Task requirements:
Copy the listing below line for line, with no changes of any kind.

(Data lines)
start
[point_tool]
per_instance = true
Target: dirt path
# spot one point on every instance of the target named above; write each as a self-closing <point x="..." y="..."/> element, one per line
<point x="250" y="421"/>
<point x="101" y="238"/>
end
Exercise result:
[point_tool]
per_instance = true
Target: dirt path
# spot one point on every instance of the target named above; write each as a self-closing <point x="..." y="..."/> element, one per line
<point x="250" y="421"/>
<point x="101" y="238"/>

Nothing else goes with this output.